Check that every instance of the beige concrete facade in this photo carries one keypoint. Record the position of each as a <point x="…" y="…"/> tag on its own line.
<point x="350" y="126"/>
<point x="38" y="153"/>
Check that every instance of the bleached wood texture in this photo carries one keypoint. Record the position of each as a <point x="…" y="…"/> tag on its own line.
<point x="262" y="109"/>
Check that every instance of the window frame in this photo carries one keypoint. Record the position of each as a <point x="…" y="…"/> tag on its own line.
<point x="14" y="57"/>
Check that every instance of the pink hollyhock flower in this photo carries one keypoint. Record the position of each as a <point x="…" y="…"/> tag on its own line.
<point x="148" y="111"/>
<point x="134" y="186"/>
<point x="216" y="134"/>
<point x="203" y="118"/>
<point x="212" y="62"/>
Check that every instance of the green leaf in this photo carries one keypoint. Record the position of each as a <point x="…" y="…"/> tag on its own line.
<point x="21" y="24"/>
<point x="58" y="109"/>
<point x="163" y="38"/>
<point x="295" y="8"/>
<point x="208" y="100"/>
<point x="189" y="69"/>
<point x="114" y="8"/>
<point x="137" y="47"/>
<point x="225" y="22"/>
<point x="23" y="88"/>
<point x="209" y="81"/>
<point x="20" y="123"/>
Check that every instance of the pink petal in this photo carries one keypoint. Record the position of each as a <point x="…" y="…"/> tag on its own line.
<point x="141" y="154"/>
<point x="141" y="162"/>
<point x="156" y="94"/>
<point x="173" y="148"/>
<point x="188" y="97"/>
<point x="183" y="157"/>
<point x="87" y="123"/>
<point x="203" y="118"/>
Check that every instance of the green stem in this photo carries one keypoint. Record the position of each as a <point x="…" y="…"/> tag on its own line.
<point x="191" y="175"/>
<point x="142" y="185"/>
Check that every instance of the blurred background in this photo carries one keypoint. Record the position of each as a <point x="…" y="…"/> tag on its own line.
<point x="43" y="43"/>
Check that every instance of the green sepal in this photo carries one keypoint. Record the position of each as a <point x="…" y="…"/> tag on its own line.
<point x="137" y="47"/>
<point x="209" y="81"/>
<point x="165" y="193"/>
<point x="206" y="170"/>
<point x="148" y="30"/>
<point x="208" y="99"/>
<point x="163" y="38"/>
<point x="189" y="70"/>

________________________

* BRIEF
Rewrite everything from the line containing "Check that every instance of the blurred" down to the end of the data above, changing "keypoint" to "marker" and leaving all else as it is. Return only those lines.

* WRITTEN SOLUTION
Check that every instance of the blurred background in this photo carries one marker. Record the position of each as a <point x="…" y="…"/> tag on its own line.
<point x="43" y="43"/>
Check that every instance of the green sepal in this photo carries one marker. Record the position of each as a <point x="…" y="…"/> tag on its own line.
<point x="137" y="47"/>
<point x="209" y="81"/>
<point x="165" y="193"/>
<point x="206" y="170"/>
<point x="148" y="30"/>
<point x="208" y="99"/>
<point x="163" y="38"/>
<point x="189" y="70"/>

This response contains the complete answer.